Extracted entries →
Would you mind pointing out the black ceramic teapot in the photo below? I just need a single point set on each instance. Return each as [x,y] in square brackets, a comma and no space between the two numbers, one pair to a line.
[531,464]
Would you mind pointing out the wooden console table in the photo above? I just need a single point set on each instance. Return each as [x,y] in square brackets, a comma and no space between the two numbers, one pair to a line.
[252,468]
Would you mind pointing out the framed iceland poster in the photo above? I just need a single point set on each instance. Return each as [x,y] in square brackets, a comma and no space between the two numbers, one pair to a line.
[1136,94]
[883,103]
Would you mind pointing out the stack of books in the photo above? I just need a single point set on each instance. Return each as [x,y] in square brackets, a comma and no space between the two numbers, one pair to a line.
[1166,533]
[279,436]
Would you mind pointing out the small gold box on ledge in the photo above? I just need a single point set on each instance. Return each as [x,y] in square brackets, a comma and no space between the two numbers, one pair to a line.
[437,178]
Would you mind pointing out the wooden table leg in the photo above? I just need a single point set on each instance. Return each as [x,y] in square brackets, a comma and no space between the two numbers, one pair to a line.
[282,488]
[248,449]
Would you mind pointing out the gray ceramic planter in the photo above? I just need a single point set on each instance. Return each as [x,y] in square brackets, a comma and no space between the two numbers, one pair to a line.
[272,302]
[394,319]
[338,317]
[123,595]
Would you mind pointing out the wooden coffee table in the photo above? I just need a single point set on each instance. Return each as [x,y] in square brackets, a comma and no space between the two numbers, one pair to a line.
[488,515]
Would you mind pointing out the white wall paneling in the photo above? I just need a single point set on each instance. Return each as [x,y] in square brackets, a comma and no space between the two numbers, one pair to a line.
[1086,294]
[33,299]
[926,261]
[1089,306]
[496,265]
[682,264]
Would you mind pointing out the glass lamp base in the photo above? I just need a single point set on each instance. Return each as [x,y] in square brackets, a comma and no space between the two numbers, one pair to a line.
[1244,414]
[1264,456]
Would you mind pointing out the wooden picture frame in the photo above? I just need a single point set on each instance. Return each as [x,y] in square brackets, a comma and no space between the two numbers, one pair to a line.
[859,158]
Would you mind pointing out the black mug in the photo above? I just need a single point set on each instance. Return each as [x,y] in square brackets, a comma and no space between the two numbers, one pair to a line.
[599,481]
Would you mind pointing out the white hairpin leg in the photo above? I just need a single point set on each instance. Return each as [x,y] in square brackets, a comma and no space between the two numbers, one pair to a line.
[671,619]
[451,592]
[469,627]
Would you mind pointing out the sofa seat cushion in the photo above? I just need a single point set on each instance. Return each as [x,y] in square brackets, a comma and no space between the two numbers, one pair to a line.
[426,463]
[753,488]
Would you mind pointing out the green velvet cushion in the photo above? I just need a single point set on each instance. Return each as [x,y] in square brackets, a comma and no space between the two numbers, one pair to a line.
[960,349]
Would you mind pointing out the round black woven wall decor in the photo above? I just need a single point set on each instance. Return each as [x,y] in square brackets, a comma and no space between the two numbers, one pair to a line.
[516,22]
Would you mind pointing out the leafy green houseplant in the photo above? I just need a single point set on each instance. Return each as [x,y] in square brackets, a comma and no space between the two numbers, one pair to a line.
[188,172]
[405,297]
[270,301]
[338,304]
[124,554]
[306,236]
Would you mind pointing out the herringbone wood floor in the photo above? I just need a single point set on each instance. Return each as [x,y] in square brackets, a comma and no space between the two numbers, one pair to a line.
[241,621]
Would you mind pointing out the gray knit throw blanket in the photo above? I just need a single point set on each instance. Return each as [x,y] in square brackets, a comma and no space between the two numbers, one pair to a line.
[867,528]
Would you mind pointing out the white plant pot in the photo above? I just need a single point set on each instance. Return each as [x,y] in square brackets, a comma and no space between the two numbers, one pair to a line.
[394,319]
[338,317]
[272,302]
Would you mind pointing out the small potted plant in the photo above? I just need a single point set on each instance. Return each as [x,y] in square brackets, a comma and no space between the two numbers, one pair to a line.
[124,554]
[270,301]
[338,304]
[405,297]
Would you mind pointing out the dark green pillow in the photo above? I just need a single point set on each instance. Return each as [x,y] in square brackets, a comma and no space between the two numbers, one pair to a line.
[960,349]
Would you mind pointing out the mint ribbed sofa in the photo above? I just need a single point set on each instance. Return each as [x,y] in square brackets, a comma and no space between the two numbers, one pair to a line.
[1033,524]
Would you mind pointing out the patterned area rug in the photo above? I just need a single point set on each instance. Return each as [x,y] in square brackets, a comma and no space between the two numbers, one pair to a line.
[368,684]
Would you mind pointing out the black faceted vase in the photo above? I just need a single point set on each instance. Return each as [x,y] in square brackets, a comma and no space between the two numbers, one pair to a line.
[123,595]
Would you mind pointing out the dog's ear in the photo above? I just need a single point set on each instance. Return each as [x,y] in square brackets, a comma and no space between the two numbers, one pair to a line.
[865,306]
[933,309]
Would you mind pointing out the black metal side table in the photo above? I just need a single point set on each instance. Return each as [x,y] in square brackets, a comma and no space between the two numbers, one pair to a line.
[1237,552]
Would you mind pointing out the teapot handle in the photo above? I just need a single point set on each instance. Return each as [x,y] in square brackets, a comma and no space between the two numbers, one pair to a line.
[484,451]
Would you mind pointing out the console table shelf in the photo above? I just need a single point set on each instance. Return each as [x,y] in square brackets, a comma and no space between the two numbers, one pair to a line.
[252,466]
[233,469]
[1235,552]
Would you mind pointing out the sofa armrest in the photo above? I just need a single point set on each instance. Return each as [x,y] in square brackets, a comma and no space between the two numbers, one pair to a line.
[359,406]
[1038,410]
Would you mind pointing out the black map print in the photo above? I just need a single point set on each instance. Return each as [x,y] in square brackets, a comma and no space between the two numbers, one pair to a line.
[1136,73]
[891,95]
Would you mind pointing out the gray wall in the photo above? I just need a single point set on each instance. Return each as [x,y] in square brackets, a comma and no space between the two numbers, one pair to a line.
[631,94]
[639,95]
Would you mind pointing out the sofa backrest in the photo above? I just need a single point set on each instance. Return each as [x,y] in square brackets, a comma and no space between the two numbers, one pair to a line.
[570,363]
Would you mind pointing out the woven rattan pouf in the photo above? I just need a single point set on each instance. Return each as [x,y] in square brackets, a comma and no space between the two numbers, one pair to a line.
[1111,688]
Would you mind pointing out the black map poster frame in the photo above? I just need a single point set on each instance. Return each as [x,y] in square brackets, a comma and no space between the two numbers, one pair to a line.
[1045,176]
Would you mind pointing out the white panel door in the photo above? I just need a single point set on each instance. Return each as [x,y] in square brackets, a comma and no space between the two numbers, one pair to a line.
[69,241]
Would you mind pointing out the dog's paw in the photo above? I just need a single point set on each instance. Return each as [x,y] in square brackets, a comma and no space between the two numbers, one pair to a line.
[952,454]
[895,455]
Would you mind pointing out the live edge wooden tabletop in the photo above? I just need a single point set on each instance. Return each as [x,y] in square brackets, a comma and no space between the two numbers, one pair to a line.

Requirement →
Reproduce all the records above, swapping every "single point" for "single marker" and leaving everything else untouched.

Completed task →
Would you mind pointing out the black ceramic teapot in the photo below? I just need a single marker set on each instance. Return each as [x,y] in square brackets, a comma and no space between the two numbers, one pair to a line.
[531,464]
Would you mind pointing out the wooden console table in the photo above? I just need a single marker set on each instance. Return each as [x,y] in square brackets, a comma and no space between the two numbers, one pair to a line.
[252,468]
Would you mind pointing out the framed iceland poster in the photo above? I just need a single marker set on each instance. Return each as [x,y] in square brackets, a comma and no space between the two numbers, one pair to a line.
[1136,94]
[883,103]
Would you mind pointing out the stack of books in the photo above? I just need a single marker set on each instance. Return each as [x,y] in square brackets, a comma and no space between the two numbers, one pair to a line.
[1166,533]
[279,436]
Would you mind pointing out the small gold box on ledge in the photo above? I just need a single marker set on each instance. Return each as [x,y] in square brackets, a comma and no space between the two numbers, one pair to a line.
[437,178]
Would you mind pointing out the wooden table leg in the photo above? I just need a single marker set on each instance. Return each as [x,y] in square brackets, a comma and no space between the two numbers, one pair to a line.
[282,488]
[248,449]
Would you mind pointing out the gray ceramic planter in the photo above? I just need a single marker set on each instance. Return each as [x,y] in square brackets, a comma and no space between the two numbers, one pair to a line.
[272,302]
[394,319]
[338,317]
[123,595]
Would you mind pointing out the wooden coffee table in the photo above? I just need a single marker set on each instance. Return each as [x,y] in square brackets, a comma and no space between the two numbers, one pair to a line.
[488,515]
Would you mind pointing out the white wall paneling in the photo above? I just need a single marker set on each instance. Return each as [x,y] in square brackets, a comma and no space between the two numbers, one pair to a line.
[1086,294]
[33,299]
[926,261]
[1089,306]
[496,265]
[682,264]
Would you mind pointing out the glass lamp base in the photo above? I just need a single marker set on each instance. Return each as [x,y] in square brackets, a comma and no space between the two numbers, one pair to a line.
[1244,414]
[1264,456]
Would you mind pointing out the wooden picture frame in the photo above? I just need a single marker set on each instance. Return each as [x,y] in square brackets, a comma and no space between the two numbers, one pair to a line.
[859,158]
Would you mind pointing out the black mug in the photo above? I just need a single marker set on each instance. Return each as [x,y] in square brackets, a comma and no space between the two numbers, one pair to a line.
[599,481]
Would you mind pointing out the white hairpin leg in the photo above? I just need a single marker set on each instance. Return each as [x,y] in square brackets, a comma and no space between the two numbers, one pair to a line.
[671,619]
[451,592]
[469,627]
Would you mind pointing out the sofa seat cushion in the photo above? I just need a single marker set on each instance. Return each as [x,y] in square brackets, a comma and no space between the two numbers, one pair to a line.
[426,463]
[753,488]
Would you mind pointing out the green velvet cushion in the photo above? I just need a single marker set on each instance. Return each as [x,y] in square brackets, a comma and no space between the two numbers, one pair to a line.
[960,349]
Would you mind pointing out the round black woven wall decor in the photo above? I just need a single marker set on each instance. Return each as [x,y] in square brackets, a comma and no space between the two numbers, one pair to a line.
[516,22]
Would you mind pointing out the leafy green houseplant in the photo above? I just need a single marker set on each instance. Return each as [x,y] in square brackets, a comma and no space between the two numbers, one pair to a line.
[188,172]
[405,297]
[270,301]
[338,304]
[124,554]
[306,236]
Would you mind pointing out the herringbone wood floor in the photo above? I just need a single marker set on each instance. Return each as [x,y] in square brackets, a comma and no space between the two numbers, one pair to a line.
[241,621]
Would you mind pointing out the gray knit throw blanket in the photo above? I just need a single marker set on each instance. Return each as [x,y] in square brackets, a comma and no space between the two numbers, one pair to a line.
[867,528]
Would you mind pointing out the white plant pot in the photo above? I just need a single marker set on each instance. Return each as [x,y] in square brackets, a comma and no space between the two numbers, one pair to a line.
[394,319]
[338,317]
[272,302]
Would you mind pointing out the small potted plant in the photo above? I just need a single marker set on each instance. Return each as [x,y] in square brackets, a comma and no space between the two numbers, one pair to a line.
[124,554]
[270,301]
[338,304]
[405,297]
Would you mind pointing out the dark green pillow in the photo above? I just need a single marker set on each instance. Return each as [x,y] in square brackets, a comma and no space between the two numbers, one pair to a line.
[960,349]
Would you mind pointing out the mint ribbed sofa in the photo above? I just need a single marker set on each instance. Return each as [x,y] in square brackets, a comma and no space between the two numbers, one pair to a line.
[1033,524]
Would you mind pointing out the patterned area rug in the photo above? I just need a single marker set on each instance. Return each as [x,y] in square brackets, a comma and no space between the two numbers, one pair to a line.
[368,684]
Would you mind pointing out the black faceted vase in the photo above? I just need a single marker set on each instance. Return each as [x,y] in square brackets, a comma and no space between the two numbers, one pair to a line.
[123,595]
Would you mind pointing out the dog's ear in the photo above? I just need a single marker set on each instance. Return each as [x,y] in square brackets, a comma and no space between the two numbers, one pair to a line.
[865,306]
[933,309]
Would you mind pointing out the black metal side table in the photo above? I just need a single marker set on each instance. Return each as [x,y] in square brackets, a comma and no space between the two numbers, one pair to a line.
[1237,552]
Would you mind pointing out the teapot handle in the photo above? I just need a single marker set on each instance. Return each as [x,y] in square brackets, a comma and no space between the two numbers, one pair to a line.
[484,451]
Would you mind pointing out the console table shelf in the photo above? I just need a single marker set on each instance. Return each as [x,y] in square brackets, a comma and no space between the two numbers, one pair to a line.
[252,466]
[233,469]
[1235,552]
Would you mind pointing out the sofa armrest in the photo above? I just need a single marker set on each instance. Return each as [x,y] in square brackets, a comma and no space between the two numbers, one pair to a line.
[359,406]
[1038,410]
Would you mind pointing out the black map print in the photo above? I just need a single marker set on each instance. Return each as [x,y] in square brackets, a comma and no space between the two numbers, one pair to a line.
[1136,73]
[891,95]
Would you mind pointing out the gray wall in the photo above? I just need a single marker set on each instance. Return each as [x,y] in square brackets, a comma and no space between the two numbers, one pair to a line.
[631,94]
[639,95]
Would you mind pointing out the sofa backrest in the photo above? I just need a single marker set on each instance. Return each as [x,y] in square brackets, a comma and no space between the two numbers, one pair to a line.
[570,363]
Would you mind pointing out the woven rattan pouf in the photo above? I just need a single marker set on each instance. Return each as [x,y] in square brackets, a comma and no space between the two numbers, one pair to a line.
[1111,688]
Would you mind pointing out the black map poster frame in the photo above? I just need a single marker set on each instance. Return each as [x,y] in square brackets, a comma and no space between the two numbers, one pair to a line.
[1045,176]
Would you mind pointing out the white panel door in the photo above? I just need a single marker set on each instance. Return each as [x,y] in square brackets, a comma and no space between the two numbers, one pair to a line.
[69,241]
Would you mind pointing out the dog's paw in the photo above? I just need a single marker set on each instance. Return each as [x,y] in square brackets, a comma and no space between the two numbers, one pair to a line.
[952,454]
[895,455]
Would you mind pointing out the live edge wooden tabletop in the photo above? I just need a single marker set on each instance. Return each as [x,y] in square brackets, a comma and no space between the two numbers, one pair to a line.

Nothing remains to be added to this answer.